WHAT IS REQUIRED -> Can you rewrite the rows below, changing every "whole-number" to "integer" and leaving everything else as it is?

---- LISTING

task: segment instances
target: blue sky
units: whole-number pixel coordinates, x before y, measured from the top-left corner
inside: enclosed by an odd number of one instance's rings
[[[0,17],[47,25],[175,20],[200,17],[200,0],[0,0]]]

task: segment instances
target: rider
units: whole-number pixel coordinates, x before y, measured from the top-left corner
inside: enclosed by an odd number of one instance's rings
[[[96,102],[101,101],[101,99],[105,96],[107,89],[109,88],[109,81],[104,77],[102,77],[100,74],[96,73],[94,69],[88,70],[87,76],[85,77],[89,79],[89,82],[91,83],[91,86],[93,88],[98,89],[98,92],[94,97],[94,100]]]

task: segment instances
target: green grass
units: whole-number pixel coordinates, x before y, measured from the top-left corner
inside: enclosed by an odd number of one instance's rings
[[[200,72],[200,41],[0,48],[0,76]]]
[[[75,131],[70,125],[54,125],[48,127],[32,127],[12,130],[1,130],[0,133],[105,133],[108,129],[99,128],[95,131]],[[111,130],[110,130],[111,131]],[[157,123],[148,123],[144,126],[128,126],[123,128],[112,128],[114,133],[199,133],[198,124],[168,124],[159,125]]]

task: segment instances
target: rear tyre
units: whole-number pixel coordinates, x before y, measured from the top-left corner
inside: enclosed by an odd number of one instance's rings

--------

ANSWER TO THIS PROBLEM ->
task: segment instances
target: blue sky
units: integer pixel coordinates, x before y, measured from the top-left corner
inside: enclosed by an odd number of one instance's rings
[[[0,17],[47,25],[175,20],[200,17],[200,0],[0,0]]]

task: segment instances
target: rider
units: integer pixel coordinates, x before y, measured from the top-left corner
inside: enclosed by an odd number of one instance's rings
[[[96,102],[101,101],[101,99],[105,96],[107,89],[109,88],[109,81],[104,77],[102,77],[100,74],[96,73],[94,69],[88,70],[87,76],[85,77],[89,79],[89,82],[91,83],[91,86],[93,88],[98,89],[98,92],[94,97],[94,100]]]

task: segment instances
target: green grass
units: integer pixel coordinates, x before y, measured from the top-left corner
inside: enclosed by an odd number of one instance's rings
[[[200,72],[200,41],[0,48],[0,76]]]
[[[75,131],[70,125],[54,125],[48,127],[32,127],[12,130],[1,130],[0,133],[105,133],[108,129],[99,128],[95,131]],[[111,130],[110,130],[111,131]],[[157,123],[148,123],[144,126],[128,126],[123,128],[112,128],[114,133],[199,133],[198,124],[168,124],[159,125]]]

task: segment instances
target: rear tyre
units: integer pixel coordinates, x before y, measured from the top-left corner
inside: enclosed by an odd number of one instance's rings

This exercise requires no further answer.